--- The records ---

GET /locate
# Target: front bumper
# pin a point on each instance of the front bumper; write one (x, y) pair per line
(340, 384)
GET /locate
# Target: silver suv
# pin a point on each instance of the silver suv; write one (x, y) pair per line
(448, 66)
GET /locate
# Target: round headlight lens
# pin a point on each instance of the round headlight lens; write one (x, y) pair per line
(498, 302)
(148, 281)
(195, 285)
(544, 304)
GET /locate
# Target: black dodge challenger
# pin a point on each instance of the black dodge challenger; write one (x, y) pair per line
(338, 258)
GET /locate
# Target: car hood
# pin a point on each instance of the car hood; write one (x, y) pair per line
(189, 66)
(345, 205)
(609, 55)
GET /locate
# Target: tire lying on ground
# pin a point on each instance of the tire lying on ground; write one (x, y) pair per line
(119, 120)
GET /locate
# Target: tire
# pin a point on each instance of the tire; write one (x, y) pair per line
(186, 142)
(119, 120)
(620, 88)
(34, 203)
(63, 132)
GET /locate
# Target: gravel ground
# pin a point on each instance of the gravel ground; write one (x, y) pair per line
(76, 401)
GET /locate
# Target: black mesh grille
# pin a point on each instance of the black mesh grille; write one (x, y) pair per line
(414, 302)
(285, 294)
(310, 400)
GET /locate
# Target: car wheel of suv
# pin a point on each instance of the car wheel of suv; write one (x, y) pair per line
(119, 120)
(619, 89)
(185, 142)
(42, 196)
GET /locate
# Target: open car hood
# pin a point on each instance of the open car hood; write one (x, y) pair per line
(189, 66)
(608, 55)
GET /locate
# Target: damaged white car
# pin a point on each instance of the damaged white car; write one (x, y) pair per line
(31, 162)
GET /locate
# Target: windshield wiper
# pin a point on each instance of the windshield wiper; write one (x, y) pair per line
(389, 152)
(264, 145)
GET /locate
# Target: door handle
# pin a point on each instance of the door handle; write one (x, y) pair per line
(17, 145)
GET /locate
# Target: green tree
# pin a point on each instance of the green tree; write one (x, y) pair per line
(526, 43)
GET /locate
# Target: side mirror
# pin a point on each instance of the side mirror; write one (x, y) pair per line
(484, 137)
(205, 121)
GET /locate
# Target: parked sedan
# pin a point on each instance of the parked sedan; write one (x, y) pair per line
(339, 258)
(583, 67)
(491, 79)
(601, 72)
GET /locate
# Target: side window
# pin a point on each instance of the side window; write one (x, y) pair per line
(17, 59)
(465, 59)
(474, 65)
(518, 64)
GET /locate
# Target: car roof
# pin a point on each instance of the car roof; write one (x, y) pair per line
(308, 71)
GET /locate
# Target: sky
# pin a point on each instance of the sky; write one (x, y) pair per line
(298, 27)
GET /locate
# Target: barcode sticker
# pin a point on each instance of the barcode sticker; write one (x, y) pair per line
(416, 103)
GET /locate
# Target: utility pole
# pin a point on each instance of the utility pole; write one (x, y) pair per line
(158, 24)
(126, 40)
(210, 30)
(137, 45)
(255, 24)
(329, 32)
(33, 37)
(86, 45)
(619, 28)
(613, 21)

--- What you will do ---
List every line of the items that contains the string "sticker", treating uppercase and lowercase letters as different.

--- Task output ---
# Target: barcode sticker
# pin a point on each instance of the barcode sticker; write one (x, y) pair per line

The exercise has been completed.